*WERKINSTRUCTIES:* Herhaal alsjeblieft alle rijen hieronder woord voor woord, maar laat de afbeeldingen weg.

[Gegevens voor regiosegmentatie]
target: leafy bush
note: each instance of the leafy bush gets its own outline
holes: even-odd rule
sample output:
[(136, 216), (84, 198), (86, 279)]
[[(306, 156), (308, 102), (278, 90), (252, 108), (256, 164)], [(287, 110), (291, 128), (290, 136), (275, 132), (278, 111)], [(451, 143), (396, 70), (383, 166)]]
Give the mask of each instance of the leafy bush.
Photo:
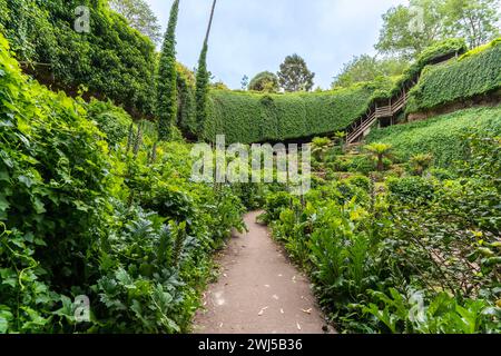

*UITVOER VAN TAAK:*
target: leafy bush
note: each instance of the leafy bush gets its own outline
holes: even-odd rule
sample output:
[(136, 216), (84, 198), (86, 279)]
[[(306, 156), (308, 102), (278, 90), (252, 108), (256, 164)], [(287, 110), (291, 128), (290, 136), (275, 132), (278, 111)], [(451, 143), (396, 70), (383, 166)]]
Give the mask of each instance of the leafy bush.
Photo:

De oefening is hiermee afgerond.